PAS - ...Eu vejo alguém lá longe e a reação automática é atravessar a rua... Aí, como eu posso dizer que não sou racista se intuitivamente eu ajo assim? Mas, quando percebo isso, o que eu fico pensando é o seguinte: e aquele cara lá do outro lado da rua, o que será que ele pensou de mim nessa hora?

Emicida - Total.

PAS - É isso que eu quero perguntar na verdade: o que você pensa quando o branco vem vindo do outro lado e... começa a se afastar? O que você pensa do branco?

Emicida - Cara, tem uma música do Tio Fresh, do SP Funk, que ele fala: "Desde a época da balança já havia uma matança/ olho para os brancos e às vezes eu penso em vingança". É um bagulho muito pesado, é muito ruim quando você percebeque aquela pessoa tá com medo de você, e você não é ameaça nenhuma pra aquela pessoa. Várias vezes você nem notou a presença daquela pessoa, e só nota quando tem um gesto desse tipo, sabe?

:: MATERIAL DE ORIGEM ::
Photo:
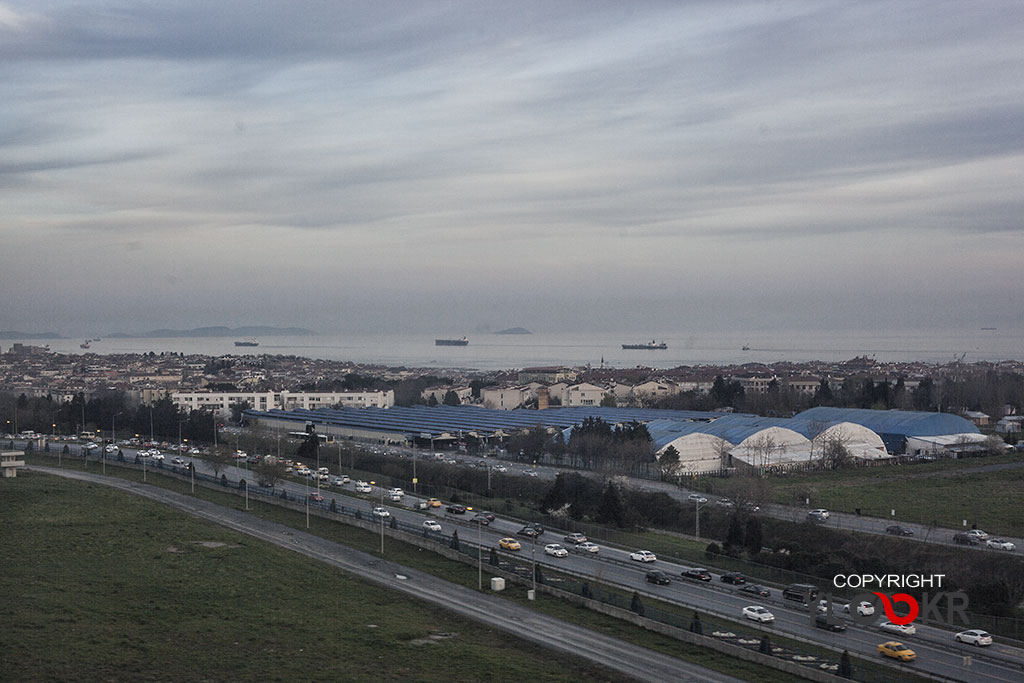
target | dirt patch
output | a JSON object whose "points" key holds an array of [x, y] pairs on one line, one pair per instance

:: O QUE FAZER ::
No trecho fornecido, de quem é a música que Emicida cita ao responder a PAS?

:: A SOLUÇÃO ::
A música é do Tio Fresh, do SP Funk.